[The data — start]

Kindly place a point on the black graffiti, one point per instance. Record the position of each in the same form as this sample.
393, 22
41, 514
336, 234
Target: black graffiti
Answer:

[The data — finish]

Assignment:
Respond with only the number of lines above that include the string "black".

Finished task:
2